Dataset excerpts
▬▬▬▬▬▬▬▬▬▬
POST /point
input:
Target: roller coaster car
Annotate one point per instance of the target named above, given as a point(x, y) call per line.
▬▬▬▬▬▬▬▬▬▬
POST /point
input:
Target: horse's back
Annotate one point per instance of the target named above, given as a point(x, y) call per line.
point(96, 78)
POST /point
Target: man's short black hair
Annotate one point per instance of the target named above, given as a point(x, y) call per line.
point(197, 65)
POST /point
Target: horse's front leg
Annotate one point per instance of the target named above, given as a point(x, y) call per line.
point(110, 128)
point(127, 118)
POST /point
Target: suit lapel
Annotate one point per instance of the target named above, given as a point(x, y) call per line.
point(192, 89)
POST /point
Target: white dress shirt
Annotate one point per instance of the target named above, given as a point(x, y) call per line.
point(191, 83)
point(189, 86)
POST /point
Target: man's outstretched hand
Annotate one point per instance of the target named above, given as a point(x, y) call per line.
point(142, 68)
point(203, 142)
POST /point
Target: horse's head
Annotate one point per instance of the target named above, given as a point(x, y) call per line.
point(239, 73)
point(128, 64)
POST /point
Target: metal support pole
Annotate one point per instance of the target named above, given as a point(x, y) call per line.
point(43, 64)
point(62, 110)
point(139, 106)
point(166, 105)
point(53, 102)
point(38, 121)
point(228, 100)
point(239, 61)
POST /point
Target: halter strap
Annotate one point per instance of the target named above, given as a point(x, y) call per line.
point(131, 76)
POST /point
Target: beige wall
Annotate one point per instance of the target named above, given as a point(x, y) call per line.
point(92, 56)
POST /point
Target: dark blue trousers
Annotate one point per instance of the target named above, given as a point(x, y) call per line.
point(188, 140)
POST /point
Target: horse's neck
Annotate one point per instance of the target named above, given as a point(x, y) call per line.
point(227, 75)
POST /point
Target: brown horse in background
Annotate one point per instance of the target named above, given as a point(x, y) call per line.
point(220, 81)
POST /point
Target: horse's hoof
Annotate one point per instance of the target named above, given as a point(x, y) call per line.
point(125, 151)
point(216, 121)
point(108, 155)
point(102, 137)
▬▬▬▬▬▬▬▬▬▬
Select each line of the entries above that contains the string "horse", and copy those lines out.

Target: horse's back
Target: horse's front leg
Target: horse's head
Target: horse's neck
Target: brown horse in background
Target: horse's hoof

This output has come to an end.